══ Excerpt to read

Day 5 – Local knowledge – one man and his inflatable dog

A local Brit who has lived the summers in Elounda for 25 years offers a sedate walk around the town with local historic highlights around the days of Imperial Airways and the 2nd world war.

This takes around 3hrs with a stop at a taverna in the true town called Elounda – the current town used to be just a few fishermen’s huts with people living further up the hill. Elounda today is the amalgamation of three villages and has grown extensively on tourism.

The walk was informative and interesting though pretty hot running up to early afternoon.

On the way to dinner, we stopped to see the old salt flats. They are now a fresh water lagoon used by migrating birds such as kingfishers. We had dinner at the Kanali restaurant looking out over the bay. Booking is advisable as even at 1920 we got one of the few unreserved seats left.

Day 6 – Island tours

This morning we wanted to see a beach across the bay called Kolokytha. It was about 100m long and 2m deep but was in a beautiful bay with water multiple shades of blue and soft sand as far as you could go.

════

Work task 1: In the travel diary, what have the old salt flats become?
Work task 2: From the travel diary, extract the passage between "This morning we" and "you could go.", inclusive.

══ Provided data

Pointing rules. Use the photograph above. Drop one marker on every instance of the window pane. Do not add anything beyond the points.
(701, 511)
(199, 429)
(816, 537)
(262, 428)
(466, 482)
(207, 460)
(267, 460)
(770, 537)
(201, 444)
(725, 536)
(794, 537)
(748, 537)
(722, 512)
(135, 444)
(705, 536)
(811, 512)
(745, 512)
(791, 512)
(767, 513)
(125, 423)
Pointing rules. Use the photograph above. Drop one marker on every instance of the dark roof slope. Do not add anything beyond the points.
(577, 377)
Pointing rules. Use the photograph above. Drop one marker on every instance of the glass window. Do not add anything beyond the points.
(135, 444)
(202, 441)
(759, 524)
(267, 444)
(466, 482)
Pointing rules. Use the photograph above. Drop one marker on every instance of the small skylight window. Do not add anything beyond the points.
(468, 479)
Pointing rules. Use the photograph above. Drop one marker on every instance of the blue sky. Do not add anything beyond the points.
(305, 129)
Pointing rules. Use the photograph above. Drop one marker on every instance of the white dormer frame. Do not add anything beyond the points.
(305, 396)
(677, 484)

════
══ Provided data

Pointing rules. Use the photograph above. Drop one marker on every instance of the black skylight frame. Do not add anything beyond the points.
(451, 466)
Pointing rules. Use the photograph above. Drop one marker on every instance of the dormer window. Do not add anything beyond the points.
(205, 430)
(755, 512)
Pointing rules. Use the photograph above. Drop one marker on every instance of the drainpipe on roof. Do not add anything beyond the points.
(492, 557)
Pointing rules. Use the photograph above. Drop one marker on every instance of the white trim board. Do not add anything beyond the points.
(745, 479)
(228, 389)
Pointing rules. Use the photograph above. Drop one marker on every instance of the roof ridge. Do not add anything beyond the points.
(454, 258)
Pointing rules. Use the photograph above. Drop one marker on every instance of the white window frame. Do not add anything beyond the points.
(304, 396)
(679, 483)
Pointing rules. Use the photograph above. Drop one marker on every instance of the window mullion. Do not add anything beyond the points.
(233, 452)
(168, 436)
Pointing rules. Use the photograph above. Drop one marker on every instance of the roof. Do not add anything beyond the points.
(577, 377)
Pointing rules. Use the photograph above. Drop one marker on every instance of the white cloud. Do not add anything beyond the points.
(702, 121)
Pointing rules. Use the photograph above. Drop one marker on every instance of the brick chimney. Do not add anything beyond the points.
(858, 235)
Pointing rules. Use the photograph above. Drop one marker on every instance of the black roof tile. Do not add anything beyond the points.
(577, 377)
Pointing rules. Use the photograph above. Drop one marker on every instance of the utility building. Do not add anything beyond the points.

════
══ Provided data

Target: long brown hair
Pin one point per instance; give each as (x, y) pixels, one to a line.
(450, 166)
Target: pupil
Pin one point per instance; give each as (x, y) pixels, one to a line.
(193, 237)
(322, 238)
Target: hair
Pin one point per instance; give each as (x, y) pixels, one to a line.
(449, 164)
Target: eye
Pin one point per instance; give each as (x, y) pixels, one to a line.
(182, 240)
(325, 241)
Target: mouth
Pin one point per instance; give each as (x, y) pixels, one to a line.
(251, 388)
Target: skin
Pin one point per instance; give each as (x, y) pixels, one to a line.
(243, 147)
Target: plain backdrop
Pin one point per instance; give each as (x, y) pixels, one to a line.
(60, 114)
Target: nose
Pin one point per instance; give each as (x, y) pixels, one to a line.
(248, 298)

════

Answer area 1: A fresh water lagoon used by migrating birds such as kingfishers.

Answer area 2:
This morning we wanted to see a beach across the bay called Kolokytha. It was about 100m long and 2m deep but was in a beautiful bay with water multiple shades of blue and soft sand as far as you could go.